Could you rewrite the stretch from the start of the items through the line that contains "M70 75L70 87L71", replacing "outline" with "trace" and changing nothing else, and give back only that stretch?

╔══

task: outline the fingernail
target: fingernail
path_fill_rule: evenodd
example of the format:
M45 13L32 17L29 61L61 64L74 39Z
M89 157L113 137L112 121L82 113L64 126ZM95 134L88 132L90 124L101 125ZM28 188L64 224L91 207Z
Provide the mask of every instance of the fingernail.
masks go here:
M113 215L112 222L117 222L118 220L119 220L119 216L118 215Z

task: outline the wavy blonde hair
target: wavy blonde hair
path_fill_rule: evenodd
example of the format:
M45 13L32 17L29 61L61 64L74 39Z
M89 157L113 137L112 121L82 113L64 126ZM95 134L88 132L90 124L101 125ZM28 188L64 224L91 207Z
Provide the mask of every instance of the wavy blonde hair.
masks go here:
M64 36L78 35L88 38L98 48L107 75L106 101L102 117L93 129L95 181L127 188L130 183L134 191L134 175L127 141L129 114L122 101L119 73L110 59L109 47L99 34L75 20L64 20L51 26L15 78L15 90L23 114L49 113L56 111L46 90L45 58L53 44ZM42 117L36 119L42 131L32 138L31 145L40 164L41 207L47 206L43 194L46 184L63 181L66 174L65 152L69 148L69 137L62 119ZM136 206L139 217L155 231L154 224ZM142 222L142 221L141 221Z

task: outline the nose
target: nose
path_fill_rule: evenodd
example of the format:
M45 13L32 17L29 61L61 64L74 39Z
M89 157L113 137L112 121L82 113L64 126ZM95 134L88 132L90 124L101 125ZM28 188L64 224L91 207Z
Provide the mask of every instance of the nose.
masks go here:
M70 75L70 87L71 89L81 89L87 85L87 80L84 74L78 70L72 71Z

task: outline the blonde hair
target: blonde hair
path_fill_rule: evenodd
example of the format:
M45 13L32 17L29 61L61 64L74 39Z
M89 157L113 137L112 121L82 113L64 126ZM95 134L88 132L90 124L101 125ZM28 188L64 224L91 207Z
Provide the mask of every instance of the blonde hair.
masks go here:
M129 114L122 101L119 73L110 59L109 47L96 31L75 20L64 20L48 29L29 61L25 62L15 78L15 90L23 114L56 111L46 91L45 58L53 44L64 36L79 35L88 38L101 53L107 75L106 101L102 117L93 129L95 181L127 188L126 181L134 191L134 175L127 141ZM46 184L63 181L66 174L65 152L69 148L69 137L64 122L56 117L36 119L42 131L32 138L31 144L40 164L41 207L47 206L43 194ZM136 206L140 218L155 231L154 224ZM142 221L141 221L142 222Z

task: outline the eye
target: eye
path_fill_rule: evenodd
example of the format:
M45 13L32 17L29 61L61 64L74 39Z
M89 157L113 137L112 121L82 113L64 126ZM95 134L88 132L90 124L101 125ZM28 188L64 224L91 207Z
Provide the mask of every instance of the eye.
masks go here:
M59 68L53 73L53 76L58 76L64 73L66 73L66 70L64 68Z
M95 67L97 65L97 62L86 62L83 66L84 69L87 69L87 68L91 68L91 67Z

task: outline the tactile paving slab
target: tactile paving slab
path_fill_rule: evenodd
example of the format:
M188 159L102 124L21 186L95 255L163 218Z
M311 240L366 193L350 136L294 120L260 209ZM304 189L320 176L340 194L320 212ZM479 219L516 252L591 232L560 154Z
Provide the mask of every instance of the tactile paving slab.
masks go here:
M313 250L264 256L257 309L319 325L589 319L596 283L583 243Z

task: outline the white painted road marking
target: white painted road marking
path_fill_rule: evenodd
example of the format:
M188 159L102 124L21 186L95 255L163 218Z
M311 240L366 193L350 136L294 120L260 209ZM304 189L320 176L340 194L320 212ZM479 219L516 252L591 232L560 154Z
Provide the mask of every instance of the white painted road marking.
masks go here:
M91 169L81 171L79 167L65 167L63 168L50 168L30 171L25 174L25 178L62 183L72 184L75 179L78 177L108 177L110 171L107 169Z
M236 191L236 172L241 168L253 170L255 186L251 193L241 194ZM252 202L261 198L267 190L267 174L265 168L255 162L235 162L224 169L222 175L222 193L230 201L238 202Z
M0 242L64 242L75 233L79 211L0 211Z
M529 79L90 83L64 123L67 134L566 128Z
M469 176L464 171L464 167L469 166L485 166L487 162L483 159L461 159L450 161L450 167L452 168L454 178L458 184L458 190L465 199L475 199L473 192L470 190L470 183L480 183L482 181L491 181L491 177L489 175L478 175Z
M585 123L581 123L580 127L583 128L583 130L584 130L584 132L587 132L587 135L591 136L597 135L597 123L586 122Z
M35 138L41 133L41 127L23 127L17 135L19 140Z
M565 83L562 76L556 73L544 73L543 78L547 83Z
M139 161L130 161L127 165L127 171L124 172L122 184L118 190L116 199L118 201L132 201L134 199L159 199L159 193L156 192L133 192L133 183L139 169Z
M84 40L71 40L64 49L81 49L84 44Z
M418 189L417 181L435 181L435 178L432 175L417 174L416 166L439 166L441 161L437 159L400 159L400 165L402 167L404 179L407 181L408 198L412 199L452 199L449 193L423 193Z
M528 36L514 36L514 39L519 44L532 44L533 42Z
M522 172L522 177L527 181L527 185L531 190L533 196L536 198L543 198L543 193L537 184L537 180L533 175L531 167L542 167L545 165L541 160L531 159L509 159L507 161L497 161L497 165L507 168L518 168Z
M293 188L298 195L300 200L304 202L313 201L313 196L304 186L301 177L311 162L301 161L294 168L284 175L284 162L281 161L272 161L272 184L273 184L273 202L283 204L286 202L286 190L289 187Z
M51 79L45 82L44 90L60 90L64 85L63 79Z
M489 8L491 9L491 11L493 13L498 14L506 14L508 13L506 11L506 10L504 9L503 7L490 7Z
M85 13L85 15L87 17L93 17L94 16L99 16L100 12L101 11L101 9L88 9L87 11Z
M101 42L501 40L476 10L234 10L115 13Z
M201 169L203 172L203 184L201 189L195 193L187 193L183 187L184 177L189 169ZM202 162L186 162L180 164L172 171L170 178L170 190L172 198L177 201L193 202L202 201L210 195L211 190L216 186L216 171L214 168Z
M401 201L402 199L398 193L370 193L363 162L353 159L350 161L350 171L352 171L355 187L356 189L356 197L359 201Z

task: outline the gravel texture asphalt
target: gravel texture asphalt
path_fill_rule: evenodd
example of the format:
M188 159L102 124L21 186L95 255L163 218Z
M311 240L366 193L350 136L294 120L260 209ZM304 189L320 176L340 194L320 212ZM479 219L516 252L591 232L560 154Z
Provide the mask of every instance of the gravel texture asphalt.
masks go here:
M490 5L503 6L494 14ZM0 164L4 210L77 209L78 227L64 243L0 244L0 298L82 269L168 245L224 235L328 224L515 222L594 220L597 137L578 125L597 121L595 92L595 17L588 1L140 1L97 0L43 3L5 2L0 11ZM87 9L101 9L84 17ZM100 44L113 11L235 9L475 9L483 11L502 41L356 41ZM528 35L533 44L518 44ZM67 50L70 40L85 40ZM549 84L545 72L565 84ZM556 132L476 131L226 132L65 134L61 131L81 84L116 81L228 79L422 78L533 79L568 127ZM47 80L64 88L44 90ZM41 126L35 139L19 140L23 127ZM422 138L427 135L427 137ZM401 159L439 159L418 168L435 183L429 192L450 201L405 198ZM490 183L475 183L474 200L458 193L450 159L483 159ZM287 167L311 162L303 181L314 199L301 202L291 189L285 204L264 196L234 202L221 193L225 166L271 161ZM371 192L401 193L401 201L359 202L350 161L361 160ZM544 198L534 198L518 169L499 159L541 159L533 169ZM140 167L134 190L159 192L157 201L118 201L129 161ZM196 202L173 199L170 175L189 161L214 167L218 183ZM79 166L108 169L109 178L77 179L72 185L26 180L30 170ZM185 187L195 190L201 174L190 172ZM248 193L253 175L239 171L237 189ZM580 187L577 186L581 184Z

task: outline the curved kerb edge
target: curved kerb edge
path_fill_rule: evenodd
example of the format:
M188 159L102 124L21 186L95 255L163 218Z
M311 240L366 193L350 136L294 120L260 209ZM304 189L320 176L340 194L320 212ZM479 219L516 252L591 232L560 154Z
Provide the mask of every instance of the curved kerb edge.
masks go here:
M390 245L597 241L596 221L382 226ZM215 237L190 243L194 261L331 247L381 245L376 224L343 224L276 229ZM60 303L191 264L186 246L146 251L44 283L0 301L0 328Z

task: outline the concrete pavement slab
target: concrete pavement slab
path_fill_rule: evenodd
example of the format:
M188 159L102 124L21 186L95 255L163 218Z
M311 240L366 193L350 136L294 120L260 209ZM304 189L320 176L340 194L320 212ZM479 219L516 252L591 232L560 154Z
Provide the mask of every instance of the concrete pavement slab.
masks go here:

╚══

**Output**
task: trace the fingernail
target: fingernail
path_fill_rule: evenodd
example of the format:
M45 13L32 17L29 61L61 64L74 39Z
M89 157L113 137L112 121L82 113L64 126ZM95 134L88 132L90 124L101 125ZM28 188L64 224L91 207Z
Provide the mask of every instance of the fingernail.
masks go here:
M113 215L112 222L117 222L118 220L119 220L119 216L118 215Z

task: trace the wavy blonde hair
target: wavy blonde hair
path_fill_rule: evenodd
example of the format:
M45 13L32 17L29 61L61 64L74 39Z
M89 157L113 137L112 121L82 113L64 126ZM95 134L88 132L90 124L101 125ZM28 188L64 224L91 207Z
Provide the mask of every instance of the wavy blonde hair.
masks go here:
M64 36L78 35L88 38L98 48L107 75L106 101L102 117L93 129L95 181L127 188L130 183L134 191L134 175L127 141L129 114L122 101L119 73L110 59L109 47L99 34L75 20L64 20L51 26L15 78L15 90L23 114L49 113L56 111L46 90L45 58L53 44ZM42 117L36 119L42 131L32 138L31 145L40 164L41 207L47 206L43 194L46 184L63 181L66 174L65 152L69 148L69 137L62 119ZM136 206L139 217L155 231L154 224ZM142 222L142 221L141 221Z

task: trace the nose
target: nose
path_fill_rule: evenodd
example of the format:
M45 13L32 17L29 61L61 64L74 39Z
M89 157L113 137L112 121L82 113L64 126ZM95 134L88 132L90 124L101 125ZM28 188L64 224L91 207Z
Provide the mask of every instance of the nose.
masks go here:
M70 75L70 87L71 89L81 89L87 85L87 80L84 74L78 70L72 71Z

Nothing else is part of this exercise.